Reproduce the following post about Rhaetic dialogue in the film Iceman word for word, in full.

* BEGIN TEXT PROVIDED *

Rhaetic on screen

I was amazed to hear recently that there is a film out where the dialogue is in Rhaetic. This is one of the more obscure languages of ancient Italy, and not one which usually gets a lot of attention. [NB – some links and videos in this post include images of human remains.]

Iceman (2017) is a film about the life of the man known as Ötzi, who lived sometime around 3400-3100 BC and was found in the Ötztal Alps in 1991. Here’s a trailer for the film:

I have not seen the film yet, as it’s not playing anywhere near me at the moment – I’m keen to get hold of it! But keep in mind that I’m only speculating from the trailer so far.

The director, Felix Randau, has been pretty keen to emphasise that the film has no subtitles, and that the language being spoken is Rhaetic, an ancient language of the Alps. Most of the reviews of the film have picked up on this unusual detail. In this interview with ScienceMag.org, he says:

To me it always sounds ridiculous when in a movie about ancient Rome, people speak BBC English. So I contacted a linguist who reconstructed the language that could have been spoken in south Tyrol 5000 years ago. He took Rhaetic [a language spoken in the eastern Alps in pre-Roman and Roman times] and reconstructed it back to some ancient form. It’s not a real language and there are no subtitles in the movie, but you don’t have to understand the language because there isn’t much talking.

* END TEXT PROVIDED *
* BEGIN STORED RECORDS *

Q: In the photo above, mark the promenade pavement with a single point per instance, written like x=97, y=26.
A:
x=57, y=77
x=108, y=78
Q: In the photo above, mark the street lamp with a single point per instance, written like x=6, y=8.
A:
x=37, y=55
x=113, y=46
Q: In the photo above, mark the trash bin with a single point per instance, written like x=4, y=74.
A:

* END STORED RECORDS *

**COMPLETE OUTPUT**
Rhaetic on screen

I was amazed to hear recently that there is a film out where the dialogue is in Rhaetic. This is one of the more obscure languages of ancient Italy, and not one which usually gets a lot of attention. [NB – some links and videos in this post include images of human remains.]

Iceman (2017) is a film about the life of the man known as Ötzi, who lived sometime around 3400-3100 BC and was found in the Ötztal Alps in 1991. Here’s a trailer for the film:

I have not seen the film yet, as it’s not playing anywhere near me at the moment – I’m keen to get hold of it! But keep in mind that I’m only speculating from the trailer so far.

The director, Felix Randau, has been pretty keen to emphasise that the film has no subtitles, and that the language being spoken is Rhaetic, an ancient language of the Alps. Most of the reviews of the film have picked up on this unusual detail. In this interview with ScienceMag.org, he says:

To me it always sounds ridiculous when in a movie about ancient Rome, people speak BBC English. So I contacted a linguist who reconstructed the language that could have been spoken in south Tyrol 5000 years ago. He took Rhaetic [a language spoken in the eastern Alps in pre-Roman and Roman times] and reconstructed it back to some ancient form. It’s not a real language and there are no subtitles in the movie, but you don’t have to understand the language because there isn’t much talking.